• **TASK DESCRIPTION**
Where the word "bird" shows up in the entries below, please copy the whole line.

[Saved entries]
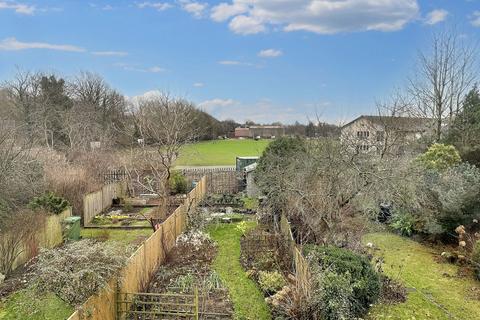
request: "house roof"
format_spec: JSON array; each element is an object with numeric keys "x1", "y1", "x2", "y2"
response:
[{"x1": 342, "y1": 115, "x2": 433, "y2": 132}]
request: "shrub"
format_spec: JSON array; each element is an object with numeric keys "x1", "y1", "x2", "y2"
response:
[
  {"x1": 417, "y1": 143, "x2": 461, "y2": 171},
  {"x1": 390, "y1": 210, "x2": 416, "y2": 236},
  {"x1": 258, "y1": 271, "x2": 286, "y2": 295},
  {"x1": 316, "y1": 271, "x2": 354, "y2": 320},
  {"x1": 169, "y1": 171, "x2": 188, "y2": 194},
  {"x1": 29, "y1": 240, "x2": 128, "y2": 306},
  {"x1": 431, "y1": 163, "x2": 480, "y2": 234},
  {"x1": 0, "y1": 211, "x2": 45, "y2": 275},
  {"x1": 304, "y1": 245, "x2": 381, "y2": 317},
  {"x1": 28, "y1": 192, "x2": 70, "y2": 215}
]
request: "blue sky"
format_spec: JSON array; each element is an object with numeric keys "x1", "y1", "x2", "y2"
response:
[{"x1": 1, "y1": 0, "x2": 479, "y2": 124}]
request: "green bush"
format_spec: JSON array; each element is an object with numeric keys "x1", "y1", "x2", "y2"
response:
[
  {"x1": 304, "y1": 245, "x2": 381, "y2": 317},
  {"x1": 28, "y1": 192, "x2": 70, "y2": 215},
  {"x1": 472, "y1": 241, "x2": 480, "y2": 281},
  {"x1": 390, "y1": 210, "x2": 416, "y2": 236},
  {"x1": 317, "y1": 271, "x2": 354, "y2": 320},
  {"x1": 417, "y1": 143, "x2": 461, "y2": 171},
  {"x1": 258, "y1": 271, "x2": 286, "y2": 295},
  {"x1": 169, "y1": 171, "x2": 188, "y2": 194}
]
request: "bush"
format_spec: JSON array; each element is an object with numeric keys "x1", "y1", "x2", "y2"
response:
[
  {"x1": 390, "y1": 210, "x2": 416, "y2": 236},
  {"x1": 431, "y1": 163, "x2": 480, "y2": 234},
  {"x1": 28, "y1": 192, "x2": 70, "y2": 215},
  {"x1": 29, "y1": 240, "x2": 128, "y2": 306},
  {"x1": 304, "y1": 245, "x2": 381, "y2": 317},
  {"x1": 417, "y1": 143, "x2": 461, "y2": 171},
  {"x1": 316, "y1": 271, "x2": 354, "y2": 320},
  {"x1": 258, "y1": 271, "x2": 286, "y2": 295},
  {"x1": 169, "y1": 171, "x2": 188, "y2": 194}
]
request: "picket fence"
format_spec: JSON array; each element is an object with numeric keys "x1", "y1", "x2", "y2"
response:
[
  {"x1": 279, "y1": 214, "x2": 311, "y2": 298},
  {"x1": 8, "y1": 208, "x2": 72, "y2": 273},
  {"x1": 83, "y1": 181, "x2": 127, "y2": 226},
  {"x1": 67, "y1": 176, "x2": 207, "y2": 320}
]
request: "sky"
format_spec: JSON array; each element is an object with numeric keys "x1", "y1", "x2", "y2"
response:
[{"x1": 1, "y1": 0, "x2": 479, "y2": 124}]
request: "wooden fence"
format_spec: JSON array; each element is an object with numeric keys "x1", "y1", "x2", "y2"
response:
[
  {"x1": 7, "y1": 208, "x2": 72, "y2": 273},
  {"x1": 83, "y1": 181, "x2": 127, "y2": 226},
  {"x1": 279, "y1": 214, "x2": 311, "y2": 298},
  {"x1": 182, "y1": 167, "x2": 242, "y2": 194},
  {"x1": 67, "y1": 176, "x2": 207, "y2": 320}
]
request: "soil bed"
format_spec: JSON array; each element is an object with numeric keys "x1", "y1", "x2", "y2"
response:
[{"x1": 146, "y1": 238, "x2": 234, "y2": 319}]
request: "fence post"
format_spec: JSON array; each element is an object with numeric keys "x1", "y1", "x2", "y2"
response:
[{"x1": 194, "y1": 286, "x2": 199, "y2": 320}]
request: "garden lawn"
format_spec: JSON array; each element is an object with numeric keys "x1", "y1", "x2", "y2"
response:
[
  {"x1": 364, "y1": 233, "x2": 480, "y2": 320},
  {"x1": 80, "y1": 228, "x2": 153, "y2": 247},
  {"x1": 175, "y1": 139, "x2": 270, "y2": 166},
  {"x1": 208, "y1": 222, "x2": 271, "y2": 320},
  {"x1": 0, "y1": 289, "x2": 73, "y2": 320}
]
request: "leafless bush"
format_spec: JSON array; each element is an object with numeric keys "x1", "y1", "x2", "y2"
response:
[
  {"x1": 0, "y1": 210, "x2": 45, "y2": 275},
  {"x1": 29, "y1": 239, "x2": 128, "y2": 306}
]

...

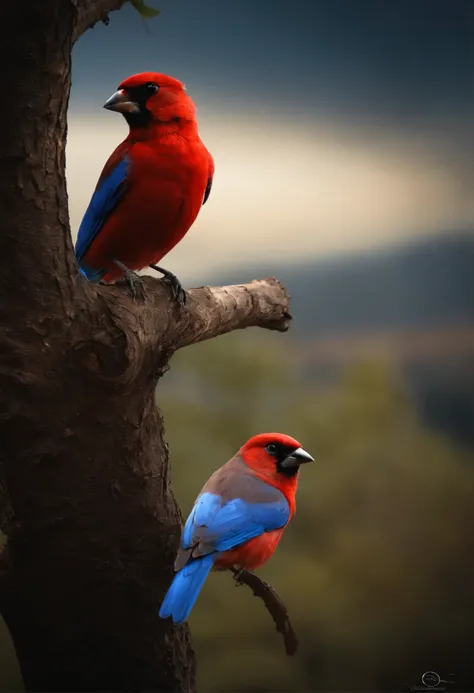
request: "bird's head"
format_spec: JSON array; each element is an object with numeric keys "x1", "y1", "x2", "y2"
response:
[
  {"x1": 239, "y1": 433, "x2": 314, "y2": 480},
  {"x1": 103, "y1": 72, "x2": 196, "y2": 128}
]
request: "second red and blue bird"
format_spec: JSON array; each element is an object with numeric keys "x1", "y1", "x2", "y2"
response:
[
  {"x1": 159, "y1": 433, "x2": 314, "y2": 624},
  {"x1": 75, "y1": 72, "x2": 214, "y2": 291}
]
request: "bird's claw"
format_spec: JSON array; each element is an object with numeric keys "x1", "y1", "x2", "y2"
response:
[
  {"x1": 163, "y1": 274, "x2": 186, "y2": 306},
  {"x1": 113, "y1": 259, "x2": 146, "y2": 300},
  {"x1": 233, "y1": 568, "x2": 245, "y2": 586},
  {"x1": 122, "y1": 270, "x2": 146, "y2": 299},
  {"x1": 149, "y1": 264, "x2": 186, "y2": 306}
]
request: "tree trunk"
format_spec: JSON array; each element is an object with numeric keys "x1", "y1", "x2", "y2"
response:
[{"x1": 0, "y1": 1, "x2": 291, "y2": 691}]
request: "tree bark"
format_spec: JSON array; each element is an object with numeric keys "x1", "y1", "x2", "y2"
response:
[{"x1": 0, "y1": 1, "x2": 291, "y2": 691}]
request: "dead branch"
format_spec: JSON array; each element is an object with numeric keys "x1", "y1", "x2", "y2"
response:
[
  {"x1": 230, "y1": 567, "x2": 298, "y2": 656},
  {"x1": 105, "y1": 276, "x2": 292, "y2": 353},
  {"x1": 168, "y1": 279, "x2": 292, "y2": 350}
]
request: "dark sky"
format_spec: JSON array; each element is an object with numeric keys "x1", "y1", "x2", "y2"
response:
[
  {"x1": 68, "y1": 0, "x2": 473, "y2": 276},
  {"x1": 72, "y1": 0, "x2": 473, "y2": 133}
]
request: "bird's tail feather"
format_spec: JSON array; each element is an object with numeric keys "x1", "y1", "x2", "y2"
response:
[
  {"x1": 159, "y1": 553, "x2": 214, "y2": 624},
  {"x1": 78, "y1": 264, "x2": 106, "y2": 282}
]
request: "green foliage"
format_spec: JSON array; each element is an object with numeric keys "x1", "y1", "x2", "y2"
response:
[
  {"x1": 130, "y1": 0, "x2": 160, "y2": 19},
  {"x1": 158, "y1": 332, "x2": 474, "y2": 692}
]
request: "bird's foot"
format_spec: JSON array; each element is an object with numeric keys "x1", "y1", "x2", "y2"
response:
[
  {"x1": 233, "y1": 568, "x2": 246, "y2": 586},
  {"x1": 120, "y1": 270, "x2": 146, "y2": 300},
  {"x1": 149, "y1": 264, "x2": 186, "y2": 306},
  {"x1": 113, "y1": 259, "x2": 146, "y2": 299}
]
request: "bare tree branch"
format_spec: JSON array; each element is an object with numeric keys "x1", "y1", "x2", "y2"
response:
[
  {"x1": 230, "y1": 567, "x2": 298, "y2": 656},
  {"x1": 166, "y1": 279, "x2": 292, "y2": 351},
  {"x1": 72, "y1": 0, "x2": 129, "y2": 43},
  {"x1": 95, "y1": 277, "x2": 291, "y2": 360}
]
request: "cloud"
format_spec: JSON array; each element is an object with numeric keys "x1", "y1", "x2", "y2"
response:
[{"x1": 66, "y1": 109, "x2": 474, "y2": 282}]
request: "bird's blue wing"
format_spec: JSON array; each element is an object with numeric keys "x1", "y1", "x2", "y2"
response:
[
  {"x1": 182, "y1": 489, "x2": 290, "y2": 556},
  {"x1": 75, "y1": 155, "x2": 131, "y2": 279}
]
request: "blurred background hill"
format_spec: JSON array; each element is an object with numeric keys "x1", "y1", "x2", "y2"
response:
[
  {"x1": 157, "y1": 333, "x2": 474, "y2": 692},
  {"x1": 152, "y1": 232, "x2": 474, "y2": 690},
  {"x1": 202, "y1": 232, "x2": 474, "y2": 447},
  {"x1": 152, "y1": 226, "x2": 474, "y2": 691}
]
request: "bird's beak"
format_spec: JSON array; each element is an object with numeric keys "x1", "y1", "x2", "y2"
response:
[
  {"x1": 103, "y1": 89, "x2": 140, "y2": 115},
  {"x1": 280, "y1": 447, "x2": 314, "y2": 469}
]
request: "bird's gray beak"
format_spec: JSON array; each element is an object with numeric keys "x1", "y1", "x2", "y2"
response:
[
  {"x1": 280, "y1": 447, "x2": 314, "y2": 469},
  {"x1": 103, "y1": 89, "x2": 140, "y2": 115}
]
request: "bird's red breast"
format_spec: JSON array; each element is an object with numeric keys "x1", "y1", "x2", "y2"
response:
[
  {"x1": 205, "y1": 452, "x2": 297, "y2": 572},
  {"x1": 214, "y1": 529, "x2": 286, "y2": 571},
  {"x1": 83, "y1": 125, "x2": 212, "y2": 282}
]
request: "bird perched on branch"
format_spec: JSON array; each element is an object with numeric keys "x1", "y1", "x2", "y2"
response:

• **YOUR SOLUTION**
request: "bird's head"
request: "second red and blue bird"
request: "bird's claw"
request: "bird's tail feather"
request: "bird's foot"
request: "bird's blue wing"
request: "bird's beak"
request: "bird's gray beak"
request: "bird's red breast"
request: "bird perched on branch"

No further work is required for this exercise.